#### [The task]
Please set out all the rows below as a Markdown table with two columns, No. and Line, giving each line with its number and leaving out blank lines.

──────────────────────────────

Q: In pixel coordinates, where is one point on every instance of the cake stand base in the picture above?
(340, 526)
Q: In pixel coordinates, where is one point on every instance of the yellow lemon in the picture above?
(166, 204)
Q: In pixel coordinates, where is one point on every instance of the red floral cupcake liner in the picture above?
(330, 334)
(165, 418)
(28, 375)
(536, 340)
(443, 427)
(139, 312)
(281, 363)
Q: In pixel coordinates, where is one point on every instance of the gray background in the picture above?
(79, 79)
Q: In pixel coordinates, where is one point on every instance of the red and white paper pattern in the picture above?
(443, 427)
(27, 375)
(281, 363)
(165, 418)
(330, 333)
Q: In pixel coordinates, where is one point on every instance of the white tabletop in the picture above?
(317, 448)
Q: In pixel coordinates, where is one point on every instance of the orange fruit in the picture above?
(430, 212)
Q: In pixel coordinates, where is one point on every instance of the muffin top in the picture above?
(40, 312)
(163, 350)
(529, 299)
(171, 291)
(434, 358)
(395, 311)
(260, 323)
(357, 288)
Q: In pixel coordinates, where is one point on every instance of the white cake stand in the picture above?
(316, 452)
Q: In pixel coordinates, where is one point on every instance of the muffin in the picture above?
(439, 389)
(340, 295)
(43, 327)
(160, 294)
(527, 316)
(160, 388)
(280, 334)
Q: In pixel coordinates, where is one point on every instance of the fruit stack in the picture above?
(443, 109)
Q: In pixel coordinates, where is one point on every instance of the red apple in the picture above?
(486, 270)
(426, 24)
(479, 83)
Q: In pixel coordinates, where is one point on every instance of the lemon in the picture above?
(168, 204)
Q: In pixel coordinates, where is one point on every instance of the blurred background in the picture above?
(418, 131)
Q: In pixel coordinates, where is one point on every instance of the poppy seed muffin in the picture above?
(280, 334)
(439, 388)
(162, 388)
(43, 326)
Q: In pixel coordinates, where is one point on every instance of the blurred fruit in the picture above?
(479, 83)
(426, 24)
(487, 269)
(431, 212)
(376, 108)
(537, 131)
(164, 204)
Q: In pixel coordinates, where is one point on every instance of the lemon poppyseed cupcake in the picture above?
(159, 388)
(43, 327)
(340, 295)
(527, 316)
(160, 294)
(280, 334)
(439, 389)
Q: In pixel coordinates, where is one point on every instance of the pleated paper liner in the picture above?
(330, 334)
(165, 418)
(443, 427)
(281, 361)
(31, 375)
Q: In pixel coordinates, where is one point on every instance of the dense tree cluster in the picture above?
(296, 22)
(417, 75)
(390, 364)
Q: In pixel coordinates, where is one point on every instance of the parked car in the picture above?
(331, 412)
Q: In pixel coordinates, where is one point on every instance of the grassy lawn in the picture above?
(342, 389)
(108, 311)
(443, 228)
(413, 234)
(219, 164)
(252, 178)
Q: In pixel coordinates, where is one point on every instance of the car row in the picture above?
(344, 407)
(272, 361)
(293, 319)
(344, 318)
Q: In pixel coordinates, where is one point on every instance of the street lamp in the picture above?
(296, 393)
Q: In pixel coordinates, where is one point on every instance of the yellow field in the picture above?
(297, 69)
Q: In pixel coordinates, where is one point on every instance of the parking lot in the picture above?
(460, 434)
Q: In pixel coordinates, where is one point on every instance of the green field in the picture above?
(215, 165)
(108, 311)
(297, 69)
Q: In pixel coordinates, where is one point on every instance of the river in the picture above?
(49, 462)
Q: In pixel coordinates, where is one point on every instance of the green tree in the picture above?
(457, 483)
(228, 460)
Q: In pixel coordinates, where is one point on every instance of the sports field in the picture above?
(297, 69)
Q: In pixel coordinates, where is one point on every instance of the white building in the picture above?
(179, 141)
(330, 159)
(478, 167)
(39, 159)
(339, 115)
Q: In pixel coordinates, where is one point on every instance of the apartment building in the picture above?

──────────────────────────────

#### [Exercise answer]
| No. | Line |
|---|---|
| 1 | Q: In pixel coordinates, where is one point on every instance of the cake stand base in the picture above? |
| 2 | (340, 526) |
| 3 | Q: In pixel coordinates, where is one point on every instance of the yellow lemon in the picture above? |
| 4 | (166, 204) |
| 5 | Q: In pixel coordinates, where is one point on every instance of the red floral cupcake liner in the picture above? |
| 6 | (330, 334) |
| 7 | (165, 418) |
| 8 | (28, 375) |
| 9 | (536, 340) |
| 10 | (443, 427) |
| 11 | (139, 312) |
| 12 | (281, 363) |
| 13 | Q: In pixel coordinates, where is one point on every instance of the gray background in the picture above? |
| 14 | (79, 79) |
| 15 | Q: In pixel coordinates, where is one point on every instance of the red and white paper pattern in the picture above? |
| 16 | (443, 427) |
| 17 | (27, 375) |
| 18 | (281, 363) |
| 19 | (165, 418) |
| 20 | (330, 333) |
| 21 | Q: In pixel coordinates, where is one point on every instance of the white tabletop in the picture above? |
| 22 | (317, 448) |
| 23 | Q: In pixel coordinates, where is one point on every instance of the orange fruit in the picture above? |
| 24 | (430, 212) |
| 25 | Q: In pixel coordinates, where is one point on every instance of the muffin top in the picture above? |
| 26 | (40, 312) |
| 27 | (163, 350) |
| 28 | (529, 299) |
| 29 | (171, 291) |
| 30 | (434, 358) |
| 31 | (395, 311) |
| 32 | (260, 323) |
| 33 | (357, 288) |
| 34 | Q: In pixel coordinates, where is one point on every instance of the white cake stand in the picture above? |
| 35 | (316, 452) |
| 36 | Q: In pixel coordinates, where is one point on every instance of the muffin in the picture above? |
| 37 | (439, 389) |
| 38 | (340, 295) |
| 39 | (43, 327) |
| 40 | (160, 294) |
| 41 | (527, 316) |
| 42 | (160, 388) |
| 43 | (280, 334) |
| 44 | Q: In pixel coordinates, where is one point on every instance of the fruit stack in the picture above? |
| 45 | (443, 109) |
| 46 | Q: In pixel coordinates, where is one point on every instance of the red apple in the picture above? |
| 47 | (486, 270) |
| 48 | (426, 24) |
| 49 | (479, 83) |
| 50 | Q: In pixel coordinates, where is one point on every instance of the lemon in the picture above? |
| 51 | (168, 204) |
| 52 | Q: In pixel coordinates, where is one point on every instance of the blurred background in the picture above? |
| 53 | (418, 131) |
| 54 | Q: In pixel coordinates, where is one point on every instance of the poppy seed muffin in the picture above? |
| 55 | (280, 334) |
| 56 | (439, 388) |
| 57 | (162, 388) |
| 58 | (43, 326) |
| 59 | Q: In pixel coordinates, where is one point on every instance of the blurred fruit in the picture above? |
| 60 | (479, 83) |
| 61 | (426, 24) |
| 62 | (487, 269) |
| 63 | (431, 212) |
| 64 | (376, 108) |
| 65 | (537, 131) |
| 66 | (164, 204) |
| 67 | Q: In pixel coordinates, where is one point on every instance of the lemon poppyseed cupcake in the picture above? |
| 68 | (159, 388) |
| 69 | (43, 327) |
| 70 | (340, 295) |
| 71 | (527, 316) |
| 72 | (160, 294) |
| 73 | (280, 334) |
| 74 | (439, 389) |
| 75 | Q: In pixel coordinates, where is one point on every instance of the pleated paper liner in the picture above? |
| 76 | (330, 334) |
| 77 | (165, 418) |
| 78 | (443, 427) |
| 79 | (281, 361) |
| 80 | (31, 375) |
| 81 | Q: In pixel coordinates, where is one point on every instance of the dense tree cluster in the picture above? |
| 82 | (296, 22) |
| 83 | (417, 75) |
| 84 | (390, 364) |
| 85 | Q: In pixel coordinates, where is one point on every instance of the parked car in the picture above? |
| 86 | (331, 412) |
| 87 | Q: In pixel coordinates, where is one point on every instance of the grassy lawn in the picture above? |
| 88 | (342, 389) |
| 89 | (108, 311) |
| 90 | (443, 228) |
| 91 | (413, 234) |
| 92 | (219, 164) |
| 93 | (252, 178) |
| 94 | Q: In pixel coordinates, where is one point on every instance of the car row in the picture above? |
| 95 | (344, 407) |
| 96 | (272, 361) |
| 97 | (293, 319) |
| 98 | (344, 318) |
| 99 | Q: In pixel coordinates, where is one point on every instance of the street lamp in the picture above? |
| 100 | (296, 393) |
| 101 | Q: In pixel coordinates, where is one point on every instance of the yellow field in the picture above? |
| 102 | (297, 69) |
| 103 | Q: In pixel coordinates, where is one point on every instance of the parking lot in the picture above? |
| 104 | (460, 434) |
| 105 | Q: In pixel coordinates, where is one point on every instance of the green field in the picture above? |
| 106 | (215, 165) |
| 107 | (108, 311) |
| 108 | (297, 69) |
| 109 | Q: In pixel coordinates, where is one point on every instance of the river in the picture above? |
| 110 | (49, 462) |
| 111 | Q: In pixel coordinates, where is one point on every instance of the green tree in the picture above? |
| 112 | (457, 483) |
| 113 | (228, 460) |
| 114 | Q: In pixel coordinates, where is one point on every instance of the sports field in the picture above? |
| 115 | (297, 69) |
| 116 | Q: In pixel coordinates, where is one point on every instance of the white building in the picture above? |
| 117 | (179, 141) |
| 118 | (330, 159) |
| 119 | (478, 167) |
| 120 | (39, 159) |
| 121 | (339, 115) |
| 122 | Q: In pixel coordinates, where is one point on every instance of the apartment building in the picture above? |